_WORK TO COMPLETE_: Please read the poker post below and state how much the writer finished up after three hours of play against the computer geeks.

_EXCERPT_:

--

Last night I returned to the Venetian. I knew that the porn stars would all be at Mandalay Bay for the big Adult Video News awards ceremony, and that that would leave just the Consumer Electronics Show attendees. Sure enough, I spotted a few convention ID badges around the necks of my fellow players.
That's right---it was going to be me against the Geeks.
Let me just skip right to the end of the story. I played for exactly three hours, finishing up by $573. I never lost a big pot, never got my money in with the worst of it (except for deliberate bluffs--every one of which was successful). Compare that to Thursday night, playing against the porn stars. My stack fluctuated wildly up and down, finally ending up a fairly pathetic $115 for just under eight hours of play, and even that success was dependent on some lucky flukes.
My conclusion, based on the highly scientific sample size of one table each: Porn stars play better poker than computer geeks. Who knew?!

--

_RECORDS SUPPLIED_:

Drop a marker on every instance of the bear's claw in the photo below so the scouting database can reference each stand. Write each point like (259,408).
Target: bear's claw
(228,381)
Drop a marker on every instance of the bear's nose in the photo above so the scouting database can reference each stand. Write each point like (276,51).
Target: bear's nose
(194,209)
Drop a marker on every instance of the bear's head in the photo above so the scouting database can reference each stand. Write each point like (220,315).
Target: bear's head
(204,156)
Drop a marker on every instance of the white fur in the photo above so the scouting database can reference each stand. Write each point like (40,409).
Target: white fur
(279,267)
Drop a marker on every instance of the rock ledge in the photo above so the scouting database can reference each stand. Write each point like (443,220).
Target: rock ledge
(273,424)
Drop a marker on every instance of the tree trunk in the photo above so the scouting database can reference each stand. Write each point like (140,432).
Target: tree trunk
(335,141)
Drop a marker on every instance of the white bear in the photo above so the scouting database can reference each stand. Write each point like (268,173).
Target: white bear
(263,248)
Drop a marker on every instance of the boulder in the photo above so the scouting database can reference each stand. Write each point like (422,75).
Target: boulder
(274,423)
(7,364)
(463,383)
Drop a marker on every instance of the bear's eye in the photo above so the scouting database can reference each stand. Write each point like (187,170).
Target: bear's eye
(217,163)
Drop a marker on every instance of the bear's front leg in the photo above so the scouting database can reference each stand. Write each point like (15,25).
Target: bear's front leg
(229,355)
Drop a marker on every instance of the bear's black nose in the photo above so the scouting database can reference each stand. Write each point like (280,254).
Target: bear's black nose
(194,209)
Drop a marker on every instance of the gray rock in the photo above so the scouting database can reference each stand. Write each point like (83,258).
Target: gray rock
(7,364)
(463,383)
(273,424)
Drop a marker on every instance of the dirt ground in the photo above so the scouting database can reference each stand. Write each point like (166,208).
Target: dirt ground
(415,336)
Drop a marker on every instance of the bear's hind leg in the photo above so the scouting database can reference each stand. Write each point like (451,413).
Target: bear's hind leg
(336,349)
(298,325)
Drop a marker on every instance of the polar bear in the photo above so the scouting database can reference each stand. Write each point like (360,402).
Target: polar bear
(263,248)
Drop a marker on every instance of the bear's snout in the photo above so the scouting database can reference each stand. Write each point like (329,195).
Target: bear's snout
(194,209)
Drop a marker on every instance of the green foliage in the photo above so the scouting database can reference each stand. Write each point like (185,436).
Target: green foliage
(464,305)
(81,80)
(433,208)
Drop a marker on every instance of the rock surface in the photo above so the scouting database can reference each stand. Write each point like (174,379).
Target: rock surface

--

_SOLUTION BELOW_: $573